Look through the entries below and return all lines including the word "fluffy".
:::::
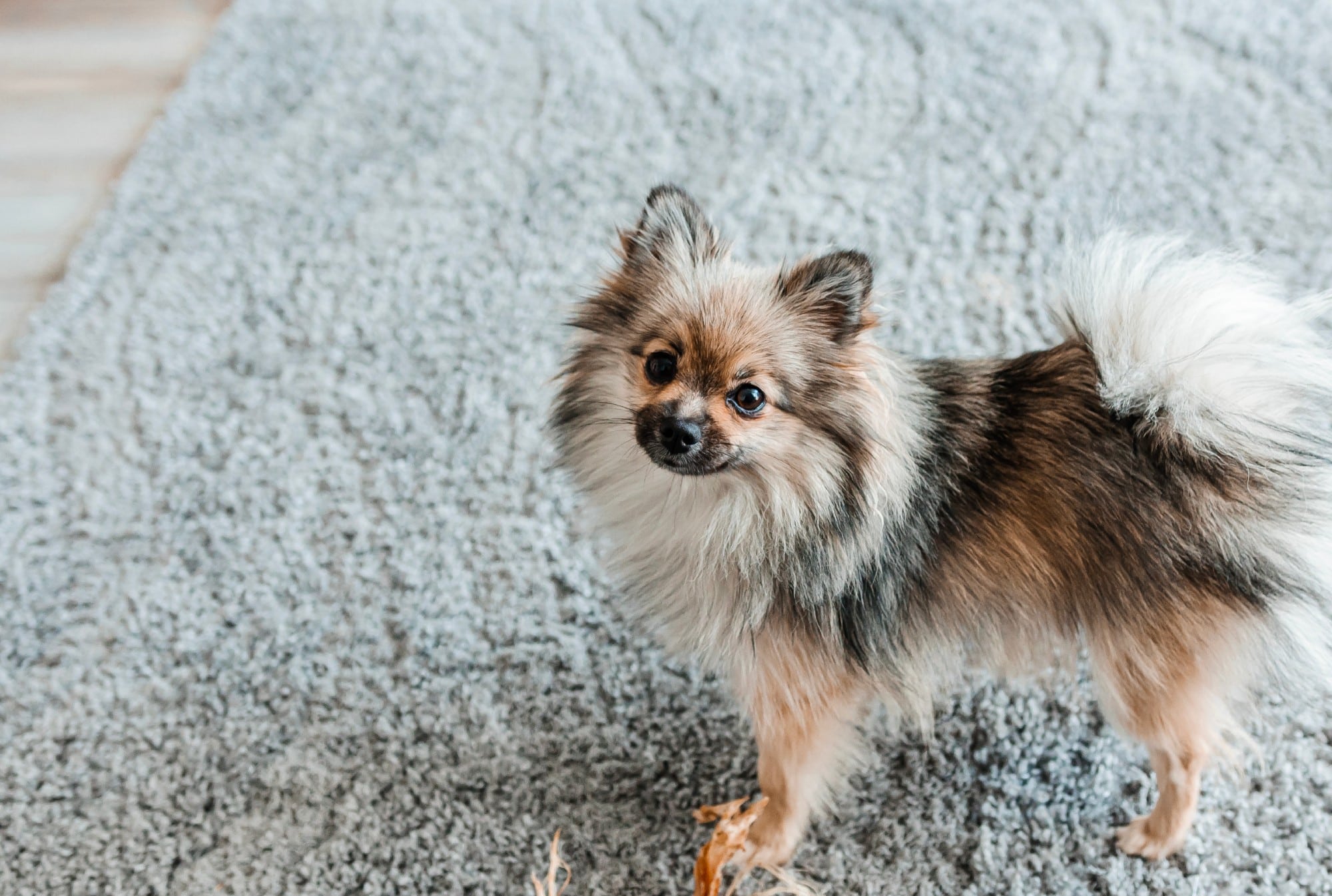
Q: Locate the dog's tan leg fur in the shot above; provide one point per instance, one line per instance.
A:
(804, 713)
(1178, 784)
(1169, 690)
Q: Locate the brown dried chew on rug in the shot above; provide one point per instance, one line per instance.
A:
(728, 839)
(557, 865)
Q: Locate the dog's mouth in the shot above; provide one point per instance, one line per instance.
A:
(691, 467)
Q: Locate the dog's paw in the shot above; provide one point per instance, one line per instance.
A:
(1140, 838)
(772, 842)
:::::
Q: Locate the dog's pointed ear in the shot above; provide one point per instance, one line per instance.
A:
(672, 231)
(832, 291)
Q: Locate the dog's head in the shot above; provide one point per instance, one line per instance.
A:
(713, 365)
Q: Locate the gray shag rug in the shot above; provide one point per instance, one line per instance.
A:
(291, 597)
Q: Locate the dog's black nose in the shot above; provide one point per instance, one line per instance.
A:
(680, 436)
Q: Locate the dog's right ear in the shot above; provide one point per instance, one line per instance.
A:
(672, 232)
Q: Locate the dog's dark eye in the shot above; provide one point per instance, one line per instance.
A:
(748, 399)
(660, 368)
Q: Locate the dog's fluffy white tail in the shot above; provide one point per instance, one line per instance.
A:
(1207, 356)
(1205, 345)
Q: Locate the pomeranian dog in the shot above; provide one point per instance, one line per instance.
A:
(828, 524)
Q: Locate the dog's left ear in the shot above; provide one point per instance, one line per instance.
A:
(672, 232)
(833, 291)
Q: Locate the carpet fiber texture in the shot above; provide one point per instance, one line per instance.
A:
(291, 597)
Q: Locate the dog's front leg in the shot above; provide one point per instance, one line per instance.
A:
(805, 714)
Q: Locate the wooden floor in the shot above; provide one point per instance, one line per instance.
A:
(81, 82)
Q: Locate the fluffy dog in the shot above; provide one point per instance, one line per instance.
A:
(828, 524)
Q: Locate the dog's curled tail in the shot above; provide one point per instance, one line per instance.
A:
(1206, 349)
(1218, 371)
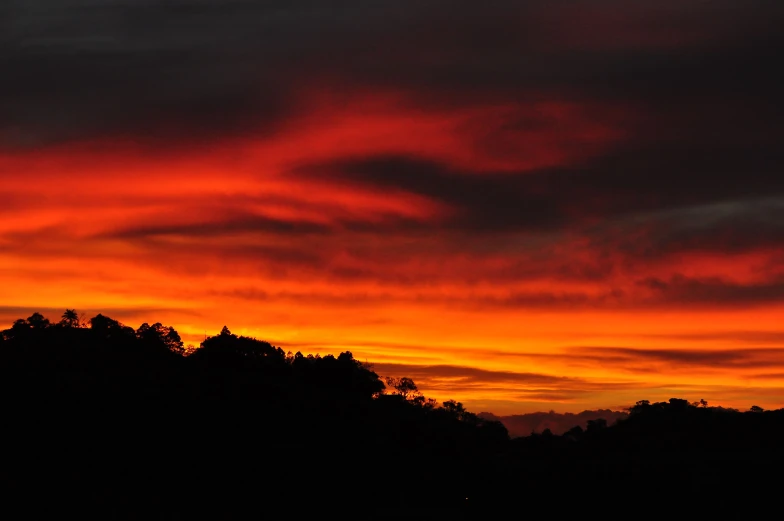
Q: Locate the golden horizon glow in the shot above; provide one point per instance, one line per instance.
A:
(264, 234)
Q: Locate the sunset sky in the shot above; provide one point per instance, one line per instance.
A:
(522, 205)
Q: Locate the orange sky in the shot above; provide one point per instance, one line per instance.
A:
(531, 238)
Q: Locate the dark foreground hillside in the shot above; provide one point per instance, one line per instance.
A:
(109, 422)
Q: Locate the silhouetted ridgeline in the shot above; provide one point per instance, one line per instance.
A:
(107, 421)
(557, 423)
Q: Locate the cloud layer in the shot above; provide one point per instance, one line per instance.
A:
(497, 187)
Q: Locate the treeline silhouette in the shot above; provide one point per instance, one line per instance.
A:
:::::
[SOLUTION FOR THIS EXERCISE]
Q: Locate the dog's fluffy white tail in the shot above; provide one point per instance, one line per instance.
Q: Locate the fluffy dog in the shot above; provide one point per instance, one line per instance.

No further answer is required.